══ Texte à étudier ══
Plus étonnant encore, une quarantaine de prisonniers sont escortés à ALEH Néguev pour quelques heures de bénévolat individuel avec les patients.
Selon Almog, cette expérience touche profondément les criminels. « Ils réalisent qu’ils ont triché ou trompé les gens, se sont fait prendre et condamnés, tandis que
 les âmes pures d’ALEH n’ont jamais fait de mal à personne, mais sont prisonnières d’un corps qui leur tient lieu de geôle. Aider ces âmes pures leur permet de faire une sorte de tikoun (réparation). »
En 2011, ce programme s’est vu décerner le prix de la gestion et de la réinsertion des délinquants des services pénitentiaires israéliens par l’Association
 correctionnelle et pénitentiaire internationale.
« ALEH Néguev est, avant tout, un modèle d’inspiration qui apprend comment traiter les autres », affirme Almog. « Je crois fortement qu’il contribue à rendre la
 société israélienne meilleure. »
En raison de son expérience avec le personnel et les patients bédouins de l’établissement, le Premier ministre Binyamin Netanyahou a demandé à Almog, il y a deux
ans, de diriger le Centre de développement économique et communautaire des Bédouins du Néguev.
« Le Néguev compte environ 210 000 Bédouins », explique t-il. « Nous essayons d’améliorer leur niveau de vie, afin de maximiser leur potentiel humain, en
 partenariat avec les protagonistes. C’est un problème énorme et complexe sur le plan émotionnel, pour les Juifs comme pour les Bédouins. »
═══
══ Entrées répertoriées ══
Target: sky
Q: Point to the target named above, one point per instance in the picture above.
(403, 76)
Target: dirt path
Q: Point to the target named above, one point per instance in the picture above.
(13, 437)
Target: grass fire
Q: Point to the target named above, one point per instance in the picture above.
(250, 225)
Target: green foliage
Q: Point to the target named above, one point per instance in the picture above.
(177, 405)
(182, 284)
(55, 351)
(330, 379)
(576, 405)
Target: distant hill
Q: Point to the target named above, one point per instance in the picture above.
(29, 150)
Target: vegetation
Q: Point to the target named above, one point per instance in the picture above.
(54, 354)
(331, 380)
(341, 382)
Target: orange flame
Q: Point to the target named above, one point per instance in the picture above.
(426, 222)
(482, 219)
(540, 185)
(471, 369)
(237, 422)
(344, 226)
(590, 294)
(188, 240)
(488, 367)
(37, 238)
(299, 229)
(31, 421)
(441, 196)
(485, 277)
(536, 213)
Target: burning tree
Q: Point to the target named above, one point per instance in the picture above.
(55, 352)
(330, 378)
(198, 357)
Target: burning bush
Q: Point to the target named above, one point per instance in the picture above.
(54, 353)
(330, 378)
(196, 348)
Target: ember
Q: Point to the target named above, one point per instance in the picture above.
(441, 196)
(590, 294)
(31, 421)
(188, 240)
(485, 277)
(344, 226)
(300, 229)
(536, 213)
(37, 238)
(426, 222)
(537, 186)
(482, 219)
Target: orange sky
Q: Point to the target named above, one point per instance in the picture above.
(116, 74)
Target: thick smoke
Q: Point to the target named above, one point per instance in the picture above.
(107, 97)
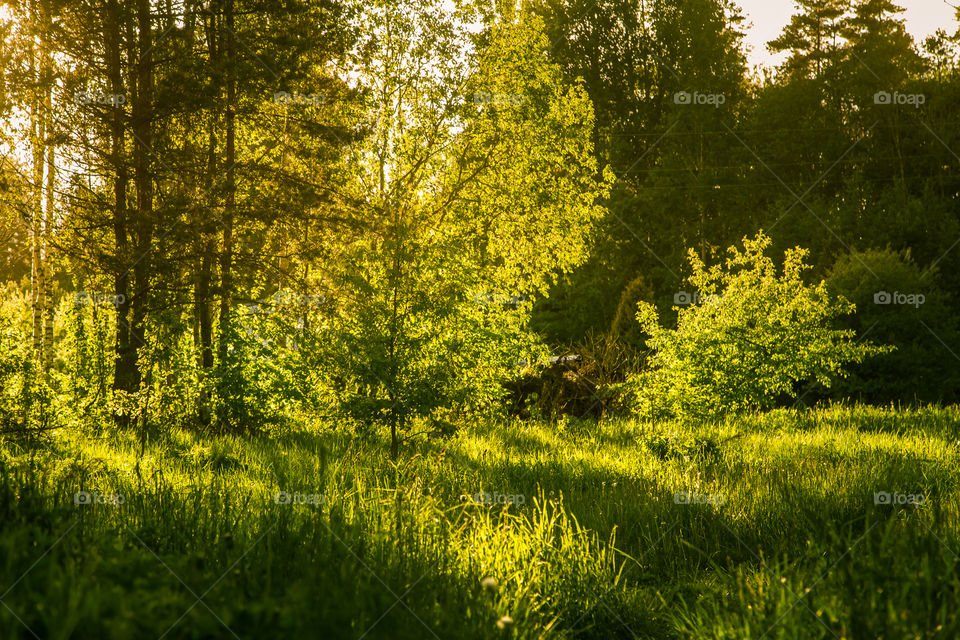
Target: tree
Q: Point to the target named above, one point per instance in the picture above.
(475, 186)
(749, 338)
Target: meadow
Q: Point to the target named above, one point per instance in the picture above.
(838, 522)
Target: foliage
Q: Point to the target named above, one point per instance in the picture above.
(475, 187)
(797, 490)
(752, 336)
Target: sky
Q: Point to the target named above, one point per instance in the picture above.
(768, 17)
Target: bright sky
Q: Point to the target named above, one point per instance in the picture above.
(768, 18)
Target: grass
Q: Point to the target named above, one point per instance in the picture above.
(781, 538)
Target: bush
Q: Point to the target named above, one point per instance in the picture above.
(750, 337)
(909, 311)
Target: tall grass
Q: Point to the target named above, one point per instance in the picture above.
(584, 538)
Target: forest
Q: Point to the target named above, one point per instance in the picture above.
(477, 319)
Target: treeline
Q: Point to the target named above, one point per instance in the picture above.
(220, 213)
(850, 148)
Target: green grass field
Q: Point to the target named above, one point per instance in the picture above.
(759, 527)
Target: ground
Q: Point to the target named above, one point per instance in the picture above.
(840, 522)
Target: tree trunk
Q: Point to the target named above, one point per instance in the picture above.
(125, 363)
(229, 209)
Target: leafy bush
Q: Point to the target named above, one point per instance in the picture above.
(750, 337)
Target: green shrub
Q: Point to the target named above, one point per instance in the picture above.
(749, 338)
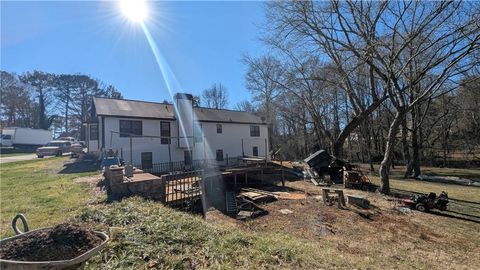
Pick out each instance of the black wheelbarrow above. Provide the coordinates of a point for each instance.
(75, 263)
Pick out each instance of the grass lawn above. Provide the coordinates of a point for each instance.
(148, 235)
(14, 154)
(37, 189)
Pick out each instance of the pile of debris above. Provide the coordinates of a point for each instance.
(246, 204)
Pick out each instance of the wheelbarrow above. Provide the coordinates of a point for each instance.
(75, 263)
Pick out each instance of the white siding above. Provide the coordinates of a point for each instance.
(230, 140)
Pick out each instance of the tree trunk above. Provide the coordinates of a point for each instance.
(388, 155)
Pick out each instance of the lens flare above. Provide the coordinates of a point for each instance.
(135, 10)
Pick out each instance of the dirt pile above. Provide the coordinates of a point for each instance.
(62, 242)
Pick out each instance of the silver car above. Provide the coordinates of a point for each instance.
(54, 148)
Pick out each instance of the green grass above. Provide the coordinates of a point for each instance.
(13, 154)
(145, 234)
(36, 189)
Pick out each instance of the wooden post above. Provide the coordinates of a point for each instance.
(261, 178)
(131, 151)
(266, 152)
(169, 156)
(325, 196)
(243, 152)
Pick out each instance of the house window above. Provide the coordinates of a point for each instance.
(165, 132)
(187, 157)
(130, 128)
(147, 160)
(197, 132)
(255, 151)
(219, 155)
(255, 131)
(94, 132)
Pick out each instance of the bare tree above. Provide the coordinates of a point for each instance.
(262, 81)
(246, 106)
(389, 37)
(215, 97)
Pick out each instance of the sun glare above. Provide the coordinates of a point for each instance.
(134, 10)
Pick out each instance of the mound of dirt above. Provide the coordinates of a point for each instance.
(62, 242)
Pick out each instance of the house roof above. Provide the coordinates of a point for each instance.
(153, 110)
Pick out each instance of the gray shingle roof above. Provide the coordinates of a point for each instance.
(142, 109)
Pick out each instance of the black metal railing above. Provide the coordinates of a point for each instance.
(181, 166)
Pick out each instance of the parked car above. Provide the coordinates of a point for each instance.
(54, 148)
(27, 138)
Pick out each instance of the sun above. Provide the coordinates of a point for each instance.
(135, 10)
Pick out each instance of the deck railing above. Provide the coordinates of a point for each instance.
(181, 166)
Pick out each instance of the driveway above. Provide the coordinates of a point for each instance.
(4, 160)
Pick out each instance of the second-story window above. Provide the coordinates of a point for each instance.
(130, 128)
(165, 132)
(219, 155)
(197, 133)
(94, 132)
(255, 131)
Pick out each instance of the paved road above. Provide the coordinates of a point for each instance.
(17, 158)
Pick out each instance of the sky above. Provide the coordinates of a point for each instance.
(202, 42)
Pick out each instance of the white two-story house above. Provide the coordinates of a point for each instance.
(144, 133)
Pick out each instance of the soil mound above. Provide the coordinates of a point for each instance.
(62, 242)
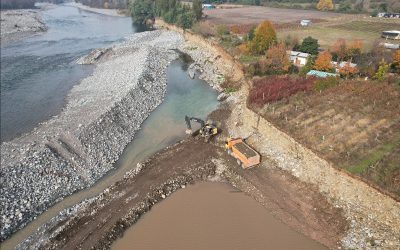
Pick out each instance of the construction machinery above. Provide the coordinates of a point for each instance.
(207, 129)
(245, 156)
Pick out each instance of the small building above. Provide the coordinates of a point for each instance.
(298, 58)
(342, 64)
(391, 34)
(208, 6)
(390, 45)
(321, 74)
(305, 22)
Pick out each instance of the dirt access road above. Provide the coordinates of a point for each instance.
(297, 204)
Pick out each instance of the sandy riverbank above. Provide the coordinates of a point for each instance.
(298, 204)
(107, 12)
(77, 147)
(18, 24)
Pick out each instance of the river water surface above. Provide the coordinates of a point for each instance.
(38, 72)
(211, 216)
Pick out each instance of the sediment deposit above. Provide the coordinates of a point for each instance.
(77, 147)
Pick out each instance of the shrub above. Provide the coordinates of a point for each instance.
(383, 69)
(325, 83)
(273, 89)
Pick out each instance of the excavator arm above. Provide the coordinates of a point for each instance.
(189, 126)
═══
• Série d'exercices:
[1] Répondez à ces questions d'après le texte sur ALEH Néguev :
(a) Combien de prisonniers sont escortés à ALEH Néguev pour du bénévolat ?
(b) En quelle année le programme a-t-il reçu un prix ?
(c) Selon Almog, combien de Bédouins le Néguev compte-t-il ?
[2] Poursuivez le texte sur ALEH Néguev après sa dernière phrase.

• Réponses fournies:
[1]
(a) Une quarantaine.
(b) En 2011.
(c) Environ 210 000.

[2]
Pour un monde meilleur

Almog souligne que son action humanitaire lui a été inspirée par son défunt fils, qu’il appelle son « professeur ».

« La première leçon qu’il m’a apprise, c’est l’amour. Jusque-là, je pensais que l’amour c’était d’être attiré par une femme. Mais en réalité, c’est un engagement, un engagement envers quelqu’un qui dépend entièrement de notre force et de notre santé, de notre bonne volonté et de nos gestes quotidiens », déclare l’ancien officier.
« La deuxième leçon a à voir avec l’ego. Lorsque l’on est fier de son enfant, on est en fait vraiment fier de soi. Quand on a un enfant gravement handicapé, c’est
 comme un rêve qui se brise pour le père et la mère, avec un fort sentiment de honte. La honte et la fierté ont la même source. »
Lui et sa femme ont eu, au tout début, une longue discussion sur comment et s’il fallait continuer, et ont finalement choisi la vie.
Almog désigne une photo d’Eran le jour de la fête de l’Indépendance en 2006. Il sourit et brandit un drapeau israélien.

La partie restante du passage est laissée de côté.